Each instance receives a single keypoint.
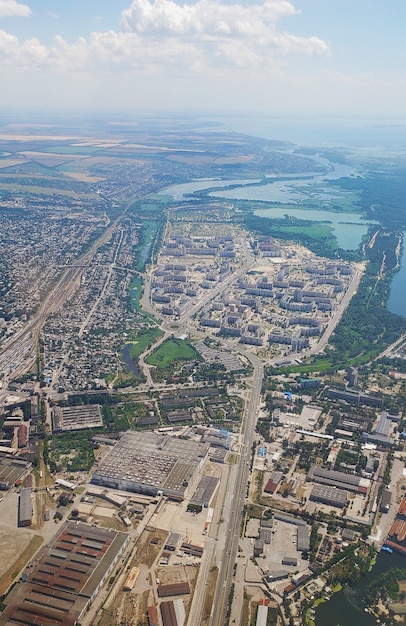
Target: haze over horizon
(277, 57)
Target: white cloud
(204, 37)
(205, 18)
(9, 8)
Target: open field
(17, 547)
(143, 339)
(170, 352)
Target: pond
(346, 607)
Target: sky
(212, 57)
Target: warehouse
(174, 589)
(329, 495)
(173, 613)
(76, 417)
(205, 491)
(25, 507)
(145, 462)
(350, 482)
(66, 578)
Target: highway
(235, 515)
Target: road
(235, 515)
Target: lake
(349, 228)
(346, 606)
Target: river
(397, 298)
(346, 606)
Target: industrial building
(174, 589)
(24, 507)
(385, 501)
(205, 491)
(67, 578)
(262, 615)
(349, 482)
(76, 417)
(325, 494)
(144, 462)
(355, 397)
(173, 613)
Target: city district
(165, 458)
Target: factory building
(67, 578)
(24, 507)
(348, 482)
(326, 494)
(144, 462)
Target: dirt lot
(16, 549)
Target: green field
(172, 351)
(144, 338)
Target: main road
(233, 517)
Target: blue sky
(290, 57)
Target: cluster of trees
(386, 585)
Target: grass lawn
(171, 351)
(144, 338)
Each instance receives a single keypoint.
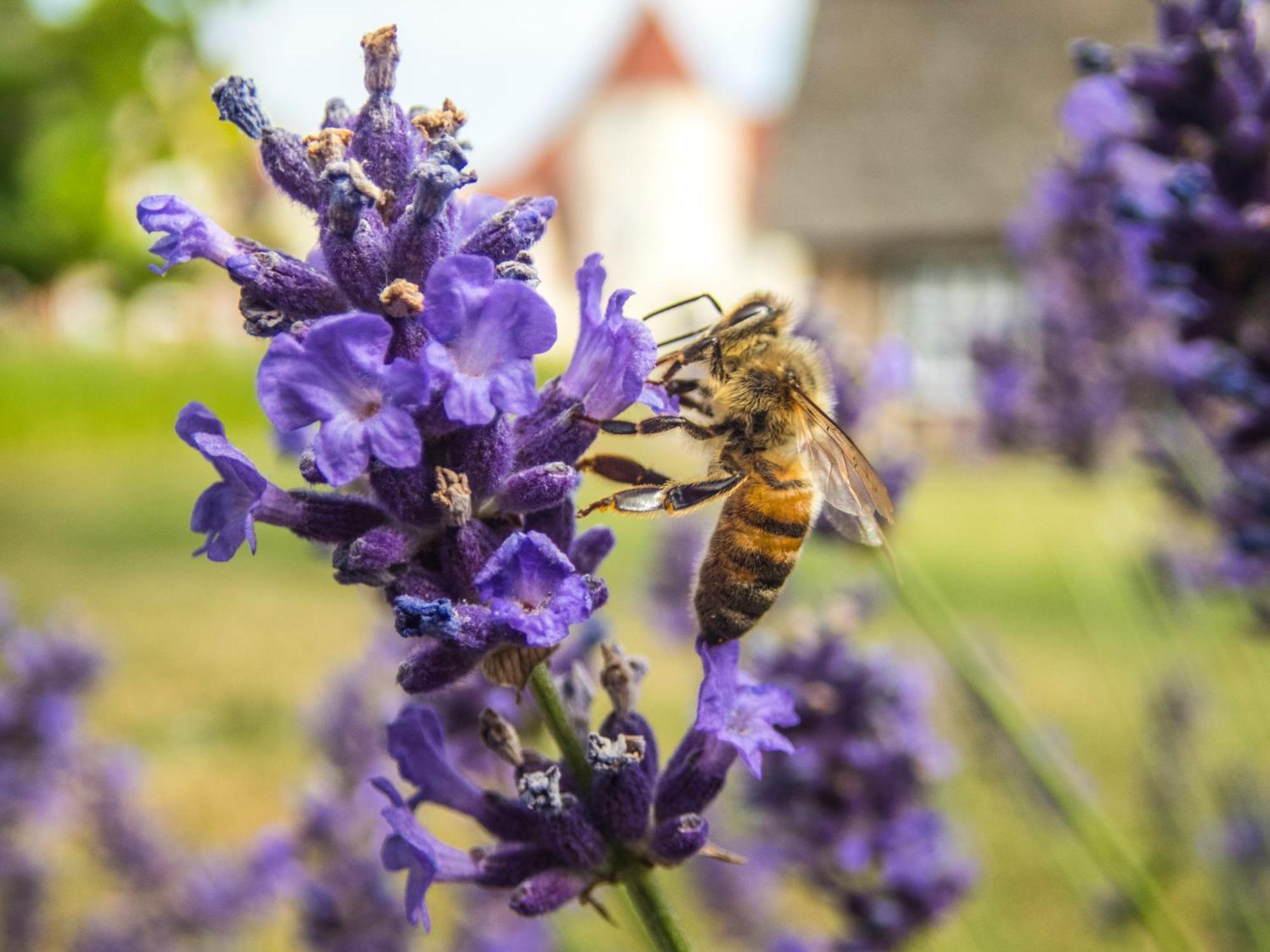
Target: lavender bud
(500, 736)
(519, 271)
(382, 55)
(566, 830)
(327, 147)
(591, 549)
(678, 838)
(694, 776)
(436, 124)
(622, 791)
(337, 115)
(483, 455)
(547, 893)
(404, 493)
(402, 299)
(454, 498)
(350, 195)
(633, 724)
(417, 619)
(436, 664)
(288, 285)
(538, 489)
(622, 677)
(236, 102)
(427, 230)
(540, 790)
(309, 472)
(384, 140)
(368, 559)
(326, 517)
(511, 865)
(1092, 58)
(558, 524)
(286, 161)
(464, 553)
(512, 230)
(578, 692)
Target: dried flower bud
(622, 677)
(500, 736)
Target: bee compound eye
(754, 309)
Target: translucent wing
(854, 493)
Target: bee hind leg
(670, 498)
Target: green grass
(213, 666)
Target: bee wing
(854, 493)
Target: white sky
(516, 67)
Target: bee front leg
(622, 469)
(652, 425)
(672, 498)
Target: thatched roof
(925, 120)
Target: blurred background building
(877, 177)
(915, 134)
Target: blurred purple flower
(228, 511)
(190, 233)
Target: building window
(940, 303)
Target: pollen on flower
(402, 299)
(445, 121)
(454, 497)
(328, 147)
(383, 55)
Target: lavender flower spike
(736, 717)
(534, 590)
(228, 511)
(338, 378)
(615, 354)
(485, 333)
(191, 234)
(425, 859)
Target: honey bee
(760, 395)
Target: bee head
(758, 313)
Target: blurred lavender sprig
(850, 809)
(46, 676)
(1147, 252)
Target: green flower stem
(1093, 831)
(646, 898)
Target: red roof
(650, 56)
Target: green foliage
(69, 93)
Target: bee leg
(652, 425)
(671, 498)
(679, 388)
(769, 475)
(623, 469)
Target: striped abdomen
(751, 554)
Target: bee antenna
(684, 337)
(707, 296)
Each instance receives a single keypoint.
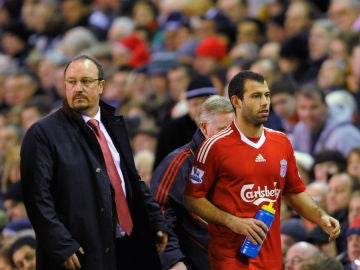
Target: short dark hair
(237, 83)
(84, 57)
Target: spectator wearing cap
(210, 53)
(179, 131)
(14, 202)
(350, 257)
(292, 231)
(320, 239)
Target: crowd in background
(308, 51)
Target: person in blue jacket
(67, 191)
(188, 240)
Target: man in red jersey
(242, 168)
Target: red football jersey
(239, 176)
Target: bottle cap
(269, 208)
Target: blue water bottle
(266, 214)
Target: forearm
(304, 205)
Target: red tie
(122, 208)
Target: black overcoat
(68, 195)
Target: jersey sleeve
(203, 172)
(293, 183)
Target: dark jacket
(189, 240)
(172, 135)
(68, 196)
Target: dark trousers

# # # # # # #

__WHAT YOU NEED TO DO__. Copy all the entries word for word. Omit any pictures.

__ANSWER BELOW__.
Each instance receives a single keypoint.
Target: haze over horizon
(277, 57)
Target: white cloud
(204, 37)
(205, 18)
(9, 8)
Target: open field
(17, 547)
(143, 339)
(170, 352)
Target: pond
(346, 607)
Target: sky
(212, 57)
Target: warehouse
(174, 589)
(329, 495)
(173, 613)
(76, 417)
(205, 491)
(25, 507)
(145, 462)
(350, 482)
(66, 578)
Target: highway
(235, 515)
Target: road
(235, 515)
Target: lake
(349, 228)
(346, 606)
Target: river
(397, 298)
(346, 606)
Target: industrial building
(174, 589)
(24, 507)
(385, 501)
(205, 491)
(67, 578)
(262, 615)
(349, 482)
(76, 417)
(325, 494)
(144, 462)
(355, 397)
(173, 613)
Target: city district
(165, 458)
Target: factory building
(67, 578)
(24, 507)
(348, 482)
(326, 494)
(144, 462)
Target: dirt lot
(16, 549)
Target: green field
(172, 351)
(144, 338)
Target: main road
(233, 517)
Target: blue sky
(290, 57)
Target: cluster of trees
(386, 585)
Target: grass lawn
(171, 351)
(144, 338)
Each instance receives a single keypoint.
Target: lavender bud
(500, 736)
(519, 271)
(382, 55)
(566, 830)
(327, 147)
(591, 549)
(678, 838)
(694, 776)
(436, 124)
(622, 791)
(337, 115)
(483, 455)
(547, 893)
(404, 493)
(402, 299)
(454, 498)
(350, 195)
(633, 724)
(417, 619)
(436, 664)
(288, 285)
(538, 489)
(622, 677)
(236, 102)
(427, 230)
(540, 790)
(309, 472)
(384, 140)
(368, 559)
(326, 517)
(511, 865)
(1092, 58)
(558, 524)
(286, 161)
(464, 553)
(512, 230)
(578, 692)
Target: dried flower bud
(622, 677)
(500, 736)
Target: bee compound eye
(754, 309)
Target: translucent wing
(854, 493)
Target: bee hind leg
(670, 498)
Target: green grass
(213, 666)
Target: bee wing
(854, 493)
Target: white sky
(516, 67)
Target: bee front leg
(622, 469)
(652, 425)
(672, 498)
Target: thatched roof
(925, 120)
Target: blurred background building
(877, 177)
(915, 134)
Target: blurred purple flower
(228, 511)
(190, 233)
Target: building window
(940, 303)
Target: pollen on flower
(402, 299)
(445, 121)
(454, 497)
(328, 147)
(383, 55)
Target: lavender flower spike
(736, 717)
(534, 590)
(228, 511)
(338, 378)
(615, 354)
(485, 333)
(191, 234)
(425, 859)
Target: honey bee
(760, 395)
Target: bee head
(758, 313)
Target: blurred lavender sprig
(850, 809)
(46, 676)
(1147, 252)
Target: green flower stem
(1093, 831)
(646, 898)
Target: red roof
(650, 56)
Target: green foliage
(69, 93)
Target: bee leg
(652, 425)
(671, 498)
(679, 388)
(769, 475)
(623, 469)
Target: striped abdomen
(751, 554)
Target: bee antenna
(684, 337)
(707, 296)
Each instance receives a single keypoint.
Target: short dark hair
(237, 83)
(84, 57)
Target: spectator wearing cap
(210, 53)
(179, 131)
(14, 202)
(350, 257)
(292, 231)
(320, 239)
Target: crowd in background
(308, 51)
Target: person in blue jacket
(67, 191)
(188, 240)
Target: man in red jersey
(242, 168)
Target: red football jersey
(239, 176)
Target: bottle cap
(269, 208)
Target: blue water bottle
(266, 214)
Target: forearm
(304, 205)
Target: red tie
(122, 208)
Target: black overcoat
(68, 195)
Target: jersey sleeve
(203, 172)
(293, 183)
Target: dark jacket
(189, 240)
(172, 135)
(68, 196)
Target: dark trousers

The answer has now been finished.